* _Task objective_:
Can you reproduce all of the material below, requests included, with every x and y coordinate in the answers scaled by 0.65 and rounded to whole numbers, halves rounding up? Leave out the pictures.

* _Data section_:
** Begin **

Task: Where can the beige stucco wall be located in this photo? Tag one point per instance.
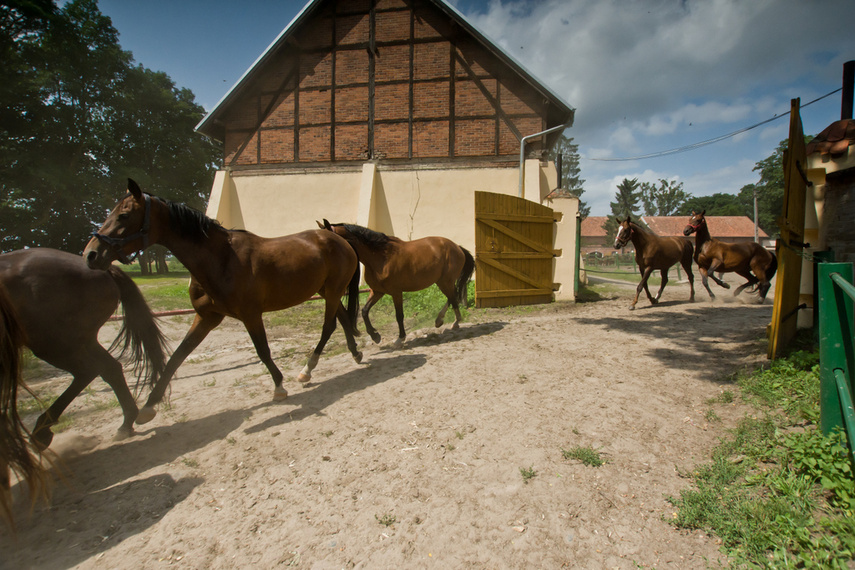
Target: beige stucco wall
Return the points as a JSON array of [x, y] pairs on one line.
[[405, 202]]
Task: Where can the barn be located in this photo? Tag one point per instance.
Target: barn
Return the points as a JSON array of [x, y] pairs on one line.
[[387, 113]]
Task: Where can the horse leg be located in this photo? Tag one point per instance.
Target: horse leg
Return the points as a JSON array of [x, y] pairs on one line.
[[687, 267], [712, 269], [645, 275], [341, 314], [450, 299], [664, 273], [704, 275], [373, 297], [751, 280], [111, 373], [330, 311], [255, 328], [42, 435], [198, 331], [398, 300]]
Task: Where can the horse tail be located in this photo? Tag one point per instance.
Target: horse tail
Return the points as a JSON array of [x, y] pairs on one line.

** End **

* _Task response_:
Task: Where can the beige stucco wall be located in this photo? Tag one point per instance.
Target: beige stucco wall
Return the points as a JSON array of [x, y] pairs on one line.
[[263, 131]]
Task: Where can the barn be located in this photo? Tag one point per instance.
Target: barn
Return the points as a JSON array of [x, y] pairs on one line.
[[252, 73]]
Task: Where can the horse leg be located in this photo? Tag one point per instance.
Target: horse leg
Return the points as a JSON array of [x, y] pairs on one line.
[[447, 174], [463, 175], [419, 179], [222, 204], [293, 194], [432, 177], [458, 179], [242, 193], [488, 182], [72, 242], [215, 202], [166, 213], [27, 283], [129, 215], [259, 195]]
Task: Where can the horse tail be located in this photo? Tag one point per instance.
Target: horse tail
Return the points as a JSON array of [x, y] pairs on one line.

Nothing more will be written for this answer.